SOURCE DATA →

----------

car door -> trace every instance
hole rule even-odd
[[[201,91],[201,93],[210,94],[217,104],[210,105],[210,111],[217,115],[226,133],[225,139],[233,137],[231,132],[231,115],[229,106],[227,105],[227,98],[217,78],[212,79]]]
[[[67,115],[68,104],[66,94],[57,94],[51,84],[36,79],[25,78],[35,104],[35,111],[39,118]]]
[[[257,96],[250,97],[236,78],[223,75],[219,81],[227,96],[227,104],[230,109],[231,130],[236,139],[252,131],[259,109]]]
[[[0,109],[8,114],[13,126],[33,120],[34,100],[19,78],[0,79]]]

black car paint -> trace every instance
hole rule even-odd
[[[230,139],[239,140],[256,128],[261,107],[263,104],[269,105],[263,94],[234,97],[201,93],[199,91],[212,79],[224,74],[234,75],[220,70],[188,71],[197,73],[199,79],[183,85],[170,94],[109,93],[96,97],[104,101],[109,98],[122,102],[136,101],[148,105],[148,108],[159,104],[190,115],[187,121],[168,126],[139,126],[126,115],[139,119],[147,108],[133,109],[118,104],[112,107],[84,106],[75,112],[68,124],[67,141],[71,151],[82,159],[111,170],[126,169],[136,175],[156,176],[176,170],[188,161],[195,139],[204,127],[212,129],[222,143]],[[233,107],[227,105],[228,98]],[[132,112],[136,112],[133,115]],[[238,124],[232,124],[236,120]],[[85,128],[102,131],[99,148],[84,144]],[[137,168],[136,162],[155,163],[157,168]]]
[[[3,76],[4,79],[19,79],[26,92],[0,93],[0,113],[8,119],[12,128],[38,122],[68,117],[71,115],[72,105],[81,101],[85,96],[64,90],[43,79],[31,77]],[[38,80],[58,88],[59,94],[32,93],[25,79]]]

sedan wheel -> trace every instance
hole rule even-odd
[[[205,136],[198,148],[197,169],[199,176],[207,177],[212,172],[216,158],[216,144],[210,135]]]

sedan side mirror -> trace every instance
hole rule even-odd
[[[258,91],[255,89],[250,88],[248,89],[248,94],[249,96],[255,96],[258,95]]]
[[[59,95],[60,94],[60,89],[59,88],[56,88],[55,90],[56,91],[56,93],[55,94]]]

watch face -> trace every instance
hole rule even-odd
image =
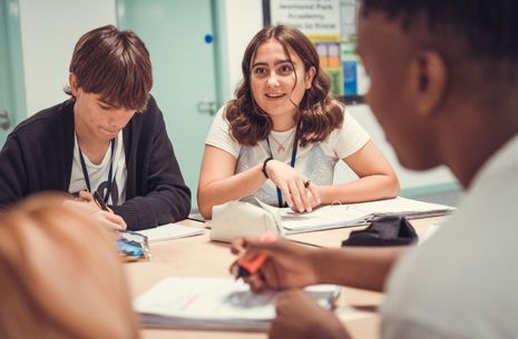
[[[138,258],[144,255],[143,246],[137,241],[121,238],[116,241],[116,247],[117,250],[125,256]]]

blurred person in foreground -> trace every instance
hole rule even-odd
[[[518,338],[518,2],[363,0],[366,101],[400,162],[446,164],[466,190],[419,247],[309,249],[238,239],[267,259],[252,288],[340,283],[387,291],[383,339]],[[349,338],[300,291],[277,300],[270,338]]]
[[[0,338],[138,338],[113,236],[61,201],[0,215]]]

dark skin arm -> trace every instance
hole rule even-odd
[[[255,291],[315,283],[382,291],[392,265],[405,250],[405,247],[315,249],[286,239],[265,242],[238,238],[232,245],[233,253],[245,259],[266,255],[260,270],[246,278]],[[231,270],[235,270],[235,265]]]
[[[272,321],[270,339],[349,339],[336,316],[321,308],[302,291],[283,292],[276,300],[277,317]]]

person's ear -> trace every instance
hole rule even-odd
[[[410,96],[420,116],[431,116],[444,101],[448,68],[441,54],[433,50],[419,52],[410,64]]]
[[[77,83],[77,77],[75,73],[68,74],[68,87],[70,88],[72,96],[77,98],[79,94],[79,84]]]
[[[304,77],[304,86],[305,89],[310,89],[311,86],[313,84],[313,78],[315,77],[316,69],[314,66],[310,67],[310,69],[305,72]]]

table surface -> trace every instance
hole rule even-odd
[[[440,223],[446,217],[412,220],[420,239],[428,227]],[[203,222],[183,220],[183,226],[205,228]],[[352,230],[364,227],[341,228],[326,231],[287,236],[297,242],[309,246],[338,248]],[[129,280],[131,297],[135,298],[166,277],[229,277],[228,267],[235,260],[229,251],[229,245],[209,240],[209,230],[204,235],[189,238],[150,243],[153,259],[149,262],[125,263]],[[339,317],[346,325],[352,338],[378,339],[379,316],[378,306],[383,295],[361,289],[343,288],[339,308]],[[145,339],[159,338],[266,338],[265,332],[212,331],[183,329],[143,329]]]

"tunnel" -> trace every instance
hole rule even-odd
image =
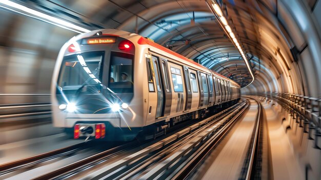
[[[130,146],[132,142],[118,142],[123,136],[139,143],[147,141],[141,136],[152,136],[152,141],[172,137],[171,133],[178,133],[176,127],[191,126],[190,118],[197,119],[202,128],[201,124],[210,123],[200,122],[211,115],[220,119],[216,116],[222,114],[227,123],[221,125],[217,120],[218,125],[209,129],[213,130],[212,141],[217,142],[208,146],[213,149],[197,163],[198,156],[208,149],[204,139],[197,145],[203,146],[186,147],[181,156],[174,155],[183,150],[166,152],[178,148],[170,146],[170,142],[165,147],[164,143],[162,147],[148,148],[150,156],[137,155],[130,163],[126,163],[129,157],[141,151],[124,147],[121,151],[132,153],[118,163],[127,163],[124,167],[115,163],[99,167],[100,163],[93,161],[96,170],[58,176],[59,169],[53,165],[57,169],[51,175],[56,176],[50,178],[321,179],[320,12],[318,0],[1,1],[0,178],[46,179],[51,176],[42,174],[50,166],[46,169],[46,164],[36,163],[51,158],[49,155],[28,165],[41,167],[42,174],[32,175],[32,172],[15,168],[29,157],[57,149],[82,149],[93,156],[102,149],[111,152]],[[91,45],[90,41],[97,39],[99,43]],[[106,50],[101,56],[89,52],[96,47],[99,52],[105,51],[100,45],[112,52]],[[109,55],[110,61],[104,57]],[[72,56],[76,62],[69,60]],[[83,57],[83,62],[79,59]],[[99,57],[104,62],[99,63],[101,67],[92,69]],[[78,77],[68,72],[68,83],[62,72],[77,66],[78,71],[88,67],[85,75],[100,86],[88,85],[90,79],[72,89],[77,83],[73,79]],[[105,79],[104,76],[109,76]],[[94,93],[89,94],[90,91]],[[77,98],[86,102],[83,111],[72,103]],[[64,111],[78,114],[62,115]],[[234,123],[236,117],[230,117],[234,112],[244,113],[235,115],[243,120]],[[104,122],[106,118],[111,120]],[[251,124],[254,130],[257,126],[253,134],[246,127],[251,118],[260,118]],[[195,126],[189,131],[196,131]],[[84,130],[88,129],[90,133]],[[225,137],[215,136],[221,131],[226,131],[222,135]],[[113,142],[99,139],[97,145],[91,140],[97,136]],[[238,141],[245,141],[238,145]],[[243,145],[242,152],[235,152]],[[99,146],[99,150],[87,147],[90,146]],[[253,146],[253,150],[247,146]],[[149,151],[156,149],[160,151]],[[190,159],[186,154],[193,151],[197,155]],[[224,152],[230,156],[224,156]],[[167,153],[173,156],[154,160],[158,163],[150,166],[139,164],[144,158],[152,161]],[[253,159],[247,157],[252,153]],[[66,157],[59,166],[76,166],[87,157],[79,156]],[[185,165],[183,159],[189,163]],[[119,175],[135,163],[134,170]],[[252,169],[247,174],[248,166]],[[135,172],[144,168],[148,170]]]

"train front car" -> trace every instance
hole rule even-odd
[[[139,83],[134,76],[139,50],[129,40],[135,37],[102,30],[66,43],[52,78],[54,126],[65,128],[74,138],[127,141],[136,136],[142,120],[135,121],[142,119],[141,113],[131,106],[140,103],[134,98],[134,85]]]

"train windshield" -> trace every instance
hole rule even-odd
[[[64,88],[101,84],[104,56],[104,52],[91,52],[65,57],[58,86]]]
[[[68,94],[81,91],[85,93],[132,93],[134,55],[112,51],[105,55],[105,51],[94,51],[65,56],[58,86]]]

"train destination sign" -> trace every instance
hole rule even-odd
[[[83,39],[82,43],[82,44],[87,45],[115,43],[116,43],[116,38],[114,37],[90,38]]]

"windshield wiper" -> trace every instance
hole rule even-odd
[[[98,64],[98,65],[100,65],[100,63]],[[99,68],[99,65],[98,67],[97,67],[96,69],[95,69],[95,70],[93,71],[92,72],[92,74],[95,75],[98,72],[98,71],[101,68]],[[74,95],[75,95],[76,96],[78,96],[78,95],[79,95],[79,94],[80,94],[80,92],[84,88],[84,87],[87,85],[88,85],[88,82],[89,82],[92,79],[92,78],[91,78],[91,77],[88,77],[86,81],[85,82],[85,83],[83,83],[83,84],[82,85],[82,86],[78,88],[78,89],[77,89],[77,90],[76,91],[76,92],[75,93],[75,94]]]

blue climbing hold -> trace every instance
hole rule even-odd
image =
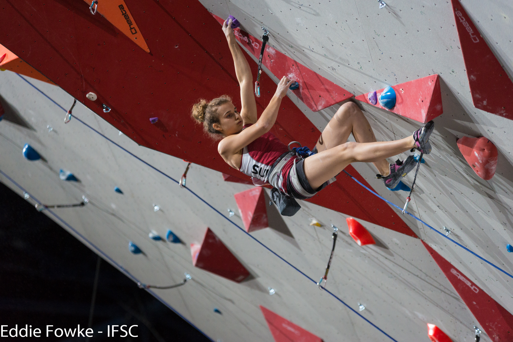
[[[59,170],[59,178],[63,180],[72,180],[73,182],[78,181],[78,179],[75,177],[74,174],[69,171],[67,171],[65,170],[63,170],[62,169]]]
[[[391,87],[387,87],[380,94],[380,104],[387,109],[396,107],[396,91]]]
[[[167,233],[166,234],[166,239],[173,244],[180,244],[182,243],[182,240],[178,236],[174,235],[174,233],[169,229],[168,230]]]
[[[399,191],[399,190],[409,191],[411,190],[409,186],[403,183],[402,180],[400,180],[399,184],[393,189],[390,189],[389,188],[387,188],[387,189],[392,191]]]
[[[38,160],[41,159],[39,153],[28,144],[26,144],[23,147],[23,156],[29,160]]]
[[[134,254],[139,254],[143,252],[141,249],[137,247],[137,245],[130,241],[128,243],[128,249]]]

----------

TO DO →
Reproduce the lines of the records without any change, beginning at the start of the records and ending with the line containing "[[[0,109],[8,114],[13,126],[33,120],[34,100],[19,78],[0,79]]]", including that line.

SOLUTION →
car door -> trace every instance
hole rule even-odd
[[[201,91],[201,93],[210,94],[217,104],[210,105],[210,111],[217,115],[226,133],[225,139],[233,137],[231,132],[231,115],[229,106],[227,105],[227,98],[217,78],[212,79]]]
[[[67,115],[68,104],[66,94],[57,94],[51,84],[36,79],[25,78],[35,104],[35,111],[39,118]]]
[[[257,96],[250,97],[236,78],[223,75],[219,81],[227,96],[227,104],[230,109],[231,130],[236,139],[252,131],[259,109]]]
[[[0,109],[8,114],[13,126],[33,120],[34,100],[19,78],[0,79]]]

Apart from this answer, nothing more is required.